Document passage:
------------------------------------------------------------
Saturday, May 18, 2013

How could Scala do a merge sort?

Merge sort is a classical "divide and conquer" sorting algorithm. You should have to never write one because you'd be silly to do that when a standard library class already will already do it for you. But, it is useful to demonstrate a few characteristics of programming techniques in Scala. Firstly a quick recap on the merge sort. It is a divide and conquer algorithm. A list of elements is split up into smaller and smaller lists. When a list has one element it is considered sorted. It is then merged with the list beside it. When there are no more lists to merged the original data set is considered sorted. Now let's take a look how to do that using an imperative approach in Java.
------------------------------------------------------------
Dataset excerpts:
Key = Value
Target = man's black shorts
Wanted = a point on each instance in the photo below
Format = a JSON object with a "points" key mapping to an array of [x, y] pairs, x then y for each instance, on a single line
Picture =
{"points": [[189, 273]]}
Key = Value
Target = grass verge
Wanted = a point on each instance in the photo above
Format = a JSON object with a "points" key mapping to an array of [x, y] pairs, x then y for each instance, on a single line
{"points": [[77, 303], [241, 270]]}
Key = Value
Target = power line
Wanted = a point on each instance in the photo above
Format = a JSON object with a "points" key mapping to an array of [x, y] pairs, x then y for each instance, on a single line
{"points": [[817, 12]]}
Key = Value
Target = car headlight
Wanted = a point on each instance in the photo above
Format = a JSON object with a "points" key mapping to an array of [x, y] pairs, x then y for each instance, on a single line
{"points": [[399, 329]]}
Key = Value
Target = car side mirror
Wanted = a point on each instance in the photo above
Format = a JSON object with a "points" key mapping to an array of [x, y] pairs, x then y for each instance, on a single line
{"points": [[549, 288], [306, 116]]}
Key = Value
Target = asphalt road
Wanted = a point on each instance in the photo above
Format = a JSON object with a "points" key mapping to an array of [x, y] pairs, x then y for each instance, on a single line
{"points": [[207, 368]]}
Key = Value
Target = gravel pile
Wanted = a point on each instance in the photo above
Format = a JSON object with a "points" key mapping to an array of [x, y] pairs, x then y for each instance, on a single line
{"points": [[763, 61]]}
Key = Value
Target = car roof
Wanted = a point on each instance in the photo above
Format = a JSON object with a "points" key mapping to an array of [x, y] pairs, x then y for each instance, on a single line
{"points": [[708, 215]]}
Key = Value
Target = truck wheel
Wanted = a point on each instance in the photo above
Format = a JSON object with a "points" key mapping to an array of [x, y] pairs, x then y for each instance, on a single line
------------------------------------------------------------
Work to do:
a) Answer these from the merge sort post:
(i) What kind of algorithm does the post call merge sort?
(ii) When is a list considered sorted?
(iii) Which approach and language does the post say it will look at next?
b) Write the next part of the merge sort post, starting after its final sentence.
The rows have no connection to the post on merge sort in Scala.

Answers in order:
a)
(i) A classical "divide and conquer" sorting algorithm.
(ii) When it has one element.
(iii) An imperative approach in Java.

b)
public void sort(int[] values) {
   int[] numbers = values;
   int[] auxillaryNumbers = new int[values.length];
   mergesort(numbers, auxillaryNumbers, 0, values.length - 1);
}

private void mergesort(int [] numbers, int [] auxillaryNumbers, int low, int high) {
    // Check if low is smaller then high, if not then the array is sorted
    if (low < high) {
        // Get the index of the element which is in the middle
        int middle = low + (high - low) / 2;
       
        // Sort the left side of the array
        mergesort(numbers, auxillaryNumbers, low, middle);
        // Sort the right side of the array
        mergesort(numbers, auxillaryNumbers, middle + 1, high);
      
        // Combine them both
        // Alex: the first time we hit this when there is min difference between high and low.
        merge(numbers, auxillaryNumbers, low, middle, high);
    }
}

/**
 * Merges a[low .. middle] with a[middle..high].
 * This method assumes a[low .. middle] and a[middle..high] are sorted. It returns
 * a[low..high] as an sorted array.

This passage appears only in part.